◆ **SET PROBLEM**: Render every line of all the rows below as a JSON list of strings, one string per line, and leave out any blank lines.

Contour annotation records:

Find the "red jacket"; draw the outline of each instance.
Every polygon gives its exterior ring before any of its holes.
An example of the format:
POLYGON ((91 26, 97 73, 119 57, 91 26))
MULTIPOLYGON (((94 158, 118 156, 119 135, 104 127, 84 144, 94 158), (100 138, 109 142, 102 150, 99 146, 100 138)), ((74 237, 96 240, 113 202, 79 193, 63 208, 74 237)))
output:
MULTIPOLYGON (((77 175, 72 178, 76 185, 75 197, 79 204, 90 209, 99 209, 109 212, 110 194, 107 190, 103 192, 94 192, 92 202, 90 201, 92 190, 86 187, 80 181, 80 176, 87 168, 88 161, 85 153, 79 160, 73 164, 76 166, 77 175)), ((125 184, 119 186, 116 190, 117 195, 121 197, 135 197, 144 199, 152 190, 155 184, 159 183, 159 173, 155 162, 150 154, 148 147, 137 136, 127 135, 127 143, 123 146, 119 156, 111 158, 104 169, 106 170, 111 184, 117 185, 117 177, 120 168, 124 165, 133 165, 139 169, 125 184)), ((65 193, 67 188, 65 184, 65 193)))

◆ **FINISHED EXERCISE**:
[
  "Find the \"red jacket\"; draw the outline of each instance.",
  "Every polygon gives its exterior ring before any of its holes.",
  "An example of the format:",
  "POLYGON ((91 26, 97 73, 119 57, 91 26))",
  "MULTIPOLYGON (((94 158, 118 156, 119 135, 104 127, 84 144, 94 158), (100 138, 109 142, 102 150, 99 146, 100 138)), ((74 237, 96 240, 113 202, 79 193, 63 208, 74 237)))",
  "output:",
  "MULTIPOLYGON (((77 175, 72 178, 76 185, 75 197, 79 204, 90 209, 99 209, 109 212, 110 194, 107 190, 103 192, 94 192, 92 202, 90 201, 92 190, 86 187, 80 181, 80 176, 87 168, 88 161, 85 153, 79 160, 73 164, 76 166, 77 175)), ((125 184, 119 186, 116 190, 117 195, 121 197, 135 197, 144 199, 152 190, 155 184, 159 183, 159 173, 155 162, 150 154, 148 147, 137 136, 127 135, 127 143, 123 146, 119 156, 111 158, 104 169, 106 170, 111 184, 117 185, 117 177, 120 168, 124 165, 133 165, 139 169, 125 184)), ((65 193, 67 188, 65 184, 65 193)))"
]